= SET EXERCISE 1 =
In the listing, copy out the lines verbatim: begin at the line that contains "the buick emblem" and stop after the line that contains "[(113, 325)]".

= SOURCE EXCERPT =
※

Re-Orienting Home Rule: Part I -- The Urban Disadvantage in National and State Lawmaking

73 Pages Posted: 3 May 2016 Last revised: 26 Dec 2016

See all articles by Paul A. Diller

Paul A. Diller

Willamette University College of Law

Date Written: November 28, 2016

Abstract

Many scholars -- most famously, Robert Dahl -- have convincingly argued that the lawmaking process in the United States is not majoritarian and is in fact counter-majoritarian. This Article builds on that literature by explaining how American legislative countermajoritarianism operates in a distinctly anti-urban way. The most obvious contributor to an urban disadvantage in lawmaking at the federal level is the Senate, whose egregious malapportionment disadvantages urban priorities by enlarging the influence of small- and rural-state policy preferences. As a result, although a majority of the nation may favor stricter gun control, for instance, the Senate's makeup stifles that preference at the national level.

※

= SET EXERCISE 2 =
In the abstract on urban disadvantage in lawmaking, reproduce the passage that begins at the words "Many scholars -- most" and ends after the words "the national level.", replacing "Article" with "Essay".

= DATASET RECORDS =
※

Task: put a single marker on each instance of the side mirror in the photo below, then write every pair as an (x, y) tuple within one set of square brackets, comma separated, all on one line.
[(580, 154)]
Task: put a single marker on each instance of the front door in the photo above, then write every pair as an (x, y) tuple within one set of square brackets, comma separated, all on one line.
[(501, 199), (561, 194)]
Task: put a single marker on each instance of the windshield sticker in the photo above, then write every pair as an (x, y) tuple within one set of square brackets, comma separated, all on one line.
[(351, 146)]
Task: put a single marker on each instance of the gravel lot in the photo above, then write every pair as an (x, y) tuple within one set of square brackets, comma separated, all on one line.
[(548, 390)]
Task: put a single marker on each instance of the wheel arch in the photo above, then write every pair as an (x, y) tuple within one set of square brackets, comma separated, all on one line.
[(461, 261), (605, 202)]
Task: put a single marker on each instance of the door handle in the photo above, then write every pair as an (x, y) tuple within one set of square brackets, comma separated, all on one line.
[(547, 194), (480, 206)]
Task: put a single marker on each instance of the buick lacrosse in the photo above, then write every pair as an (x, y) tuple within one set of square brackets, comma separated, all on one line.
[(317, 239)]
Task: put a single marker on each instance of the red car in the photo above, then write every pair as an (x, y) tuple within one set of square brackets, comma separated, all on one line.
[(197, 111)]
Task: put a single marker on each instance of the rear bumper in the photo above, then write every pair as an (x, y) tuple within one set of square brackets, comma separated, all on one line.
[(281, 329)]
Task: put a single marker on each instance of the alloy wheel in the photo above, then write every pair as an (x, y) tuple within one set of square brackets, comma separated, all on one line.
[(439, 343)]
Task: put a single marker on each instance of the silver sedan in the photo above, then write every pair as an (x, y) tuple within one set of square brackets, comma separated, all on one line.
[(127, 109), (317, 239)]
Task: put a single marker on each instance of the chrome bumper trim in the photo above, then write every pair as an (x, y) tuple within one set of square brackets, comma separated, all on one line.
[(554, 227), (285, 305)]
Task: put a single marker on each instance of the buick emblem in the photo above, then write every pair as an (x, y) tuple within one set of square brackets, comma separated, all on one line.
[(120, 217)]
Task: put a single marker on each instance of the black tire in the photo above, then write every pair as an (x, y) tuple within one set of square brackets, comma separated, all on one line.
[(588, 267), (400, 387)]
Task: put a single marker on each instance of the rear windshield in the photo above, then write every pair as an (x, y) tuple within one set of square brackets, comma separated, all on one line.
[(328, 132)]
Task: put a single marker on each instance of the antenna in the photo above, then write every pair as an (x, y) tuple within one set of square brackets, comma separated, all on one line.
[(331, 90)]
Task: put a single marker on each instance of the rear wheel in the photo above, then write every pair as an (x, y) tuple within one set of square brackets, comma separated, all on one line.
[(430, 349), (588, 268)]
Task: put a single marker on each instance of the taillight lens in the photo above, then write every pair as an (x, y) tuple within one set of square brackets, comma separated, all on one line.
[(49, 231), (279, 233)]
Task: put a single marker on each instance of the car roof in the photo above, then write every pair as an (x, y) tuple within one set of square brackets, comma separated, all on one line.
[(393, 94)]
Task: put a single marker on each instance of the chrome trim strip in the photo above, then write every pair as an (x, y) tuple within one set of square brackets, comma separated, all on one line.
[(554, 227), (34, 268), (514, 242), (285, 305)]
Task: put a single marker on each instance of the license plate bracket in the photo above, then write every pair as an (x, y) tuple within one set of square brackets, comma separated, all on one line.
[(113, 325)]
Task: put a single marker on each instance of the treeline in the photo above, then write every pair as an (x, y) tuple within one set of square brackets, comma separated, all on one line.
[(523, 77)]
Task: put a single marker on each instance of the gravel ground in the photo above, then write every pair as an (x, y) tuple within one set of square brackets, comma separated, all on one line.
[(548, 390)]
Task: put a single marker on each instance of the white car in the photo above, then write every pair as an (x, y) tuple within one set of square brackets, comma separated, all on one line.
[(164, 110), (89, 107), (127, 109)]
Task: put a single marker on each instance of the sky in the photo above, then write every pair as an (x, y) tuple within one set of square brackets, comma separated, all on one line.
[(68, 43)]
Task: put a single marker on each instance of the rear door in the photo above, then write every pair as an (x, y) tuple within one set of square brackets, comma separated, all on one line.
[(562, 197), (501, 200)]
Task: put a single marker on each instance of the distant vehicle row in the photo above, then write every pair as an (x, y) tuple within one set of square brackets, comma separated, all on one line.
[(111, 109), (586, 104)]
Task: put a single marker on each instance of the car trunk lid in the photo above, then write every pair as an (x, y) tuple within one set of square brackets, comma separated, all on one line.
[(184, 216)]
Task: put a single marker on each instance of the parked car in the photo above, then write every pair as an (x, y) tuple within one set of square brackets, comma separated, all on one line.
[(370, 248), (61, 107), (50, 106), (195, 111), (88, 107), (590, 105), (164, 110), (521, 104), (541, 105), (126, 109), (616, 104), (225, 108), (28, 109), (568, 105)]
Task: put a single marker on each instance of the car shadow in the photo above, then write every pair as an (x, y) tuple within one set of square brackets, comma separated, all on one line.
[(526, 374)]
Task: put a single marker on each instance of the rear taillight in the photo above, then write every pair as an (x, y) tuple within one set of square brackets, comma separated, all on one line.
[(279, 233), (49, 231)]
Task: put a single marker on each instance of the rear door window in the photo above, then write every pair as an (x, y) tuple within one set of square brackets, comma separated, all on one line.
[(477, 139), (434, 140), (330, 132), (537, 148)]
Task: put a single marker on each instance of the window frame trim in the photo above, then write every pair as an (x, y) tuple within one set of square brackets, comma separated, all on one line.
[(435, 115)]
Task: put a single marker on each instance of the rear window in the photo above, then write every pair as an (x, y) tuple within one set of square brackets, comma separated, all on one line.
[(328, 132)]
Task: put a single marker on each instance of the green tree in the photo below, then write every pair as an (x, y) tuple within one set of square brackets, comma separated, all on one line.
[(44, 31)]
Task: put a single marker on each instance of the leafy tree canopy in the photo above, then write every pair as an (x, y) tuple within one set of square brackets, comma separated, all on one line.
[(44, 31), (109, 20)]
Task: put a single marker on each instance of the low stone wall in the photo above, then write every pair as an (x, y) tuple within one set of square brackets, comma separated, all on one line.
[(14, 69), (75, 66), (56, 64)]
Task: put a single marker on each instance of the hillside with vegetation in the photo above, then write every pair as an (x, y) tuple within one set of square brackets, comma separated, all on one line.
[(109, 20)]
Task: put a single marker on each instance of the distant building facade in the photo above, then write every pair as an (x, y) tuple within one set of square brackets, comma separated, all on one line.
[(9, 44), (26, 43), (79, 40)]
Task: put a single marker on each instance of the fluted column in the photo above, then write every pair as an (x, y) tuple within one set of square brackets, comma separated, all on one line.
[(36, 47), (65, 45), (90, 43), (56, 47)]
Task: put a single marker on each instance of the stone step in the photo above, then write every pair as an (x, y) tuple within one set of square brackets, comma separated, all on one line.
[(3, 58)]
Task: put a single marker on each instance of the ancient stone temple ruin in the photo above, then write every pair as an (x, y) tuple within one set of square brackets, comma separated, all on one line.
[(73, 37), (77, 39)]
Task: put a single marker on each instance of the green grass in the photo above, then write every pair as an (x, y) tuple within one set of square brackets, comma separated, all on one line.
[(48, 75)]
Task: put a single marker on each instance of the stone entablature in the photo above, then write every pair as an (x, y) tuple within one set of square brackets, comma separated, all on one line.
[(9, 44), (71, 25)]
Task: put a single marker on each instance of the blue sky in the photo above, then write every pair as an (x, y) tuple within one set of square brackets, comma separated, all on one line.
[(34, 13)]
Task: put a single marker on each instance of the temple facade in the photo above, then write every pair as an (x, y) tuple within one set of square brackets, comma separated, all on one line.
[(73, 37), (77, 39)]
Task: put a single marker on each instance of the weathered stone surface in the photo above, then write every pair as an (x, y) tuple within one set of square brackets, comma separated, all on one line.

※

= WORKED ANSWER 1 =
Task: put a single marker on each instance of the buick emblem in the photo above, then write every pair as an (x, y) tuple within one set of square brackets, comma separated, all on one line.
[(120, 217)]
Task: put a single marker on each instance of the black tire in the photo above, then write every pair as an (x, y) tuple within one set of square brackets, comma separated, all on one line.
[(588, 267), (400, 387)]
Task: put a single marker on each instance of the rear windshield in the photo above, then write every pair as an (x, y) tuple within one set of square brackets, comma separated, all on one line.
[(328, 132)]
Task: put a single marker on each instance of the antenna in the photo above, then write every pair as an (x, y) tuple within one set of square brackets, comma separated, all on one line.
[(331, 90)]
Task: put a single marker on each instance of the rear wheel in the photo above, then write every pair as an (x, y) tuple within one set of square brackets, comma separated, all on one line.
[(430, 349), (588, 268)]
Task: put a single marker on each instance of the taillight lens in the photo above, then write every pair as an (x, y) tuple within one set of square brackets, comma separated, all on one line.
[(49, 231), (279, 233)]
Task: put a single marker on each instance of the car roof in the photo above, then write every pair as an (x, y) tuple within one set of square brackets, comma separated, all on one line.
[(393, 94)]
Task: put a single marker on each instance of the chrome trim strip in the photo above, then write every pair as an (x, y) tuple within one set of square brackets, comma separated, all on one line.
[(554, 227), (34, 268), (514, 242), (285, 305)]
Task: put a single marker on each instance of the license plate bracket in the photo above, then write every pair as an (x, y) tuple within one set of square brackets, comma separated, all on one line.
[(113, 325)]

= WORKED ANSWER 2 =
Many scholars -- most famously, Robert Dahl -- have convincingly argued that the lawmaking process in the United States is not majoritarian and is in fact counter-majoritarian. This Essay builds on that literature by explaining how American legislative countermajoritarianism operates in a distinctly anti-urban way. The most obvious contributor to an urban disadvantage in lawmaking at the federal level is the Senate, whose egregious malapportionment disadvantages urban priorities by enlarging the influence of small- and rural-state policy preferences. As a result, although a majority of the nation may favor stricter gun control, for instance, the Senate's makeup stifles that preference at the national level.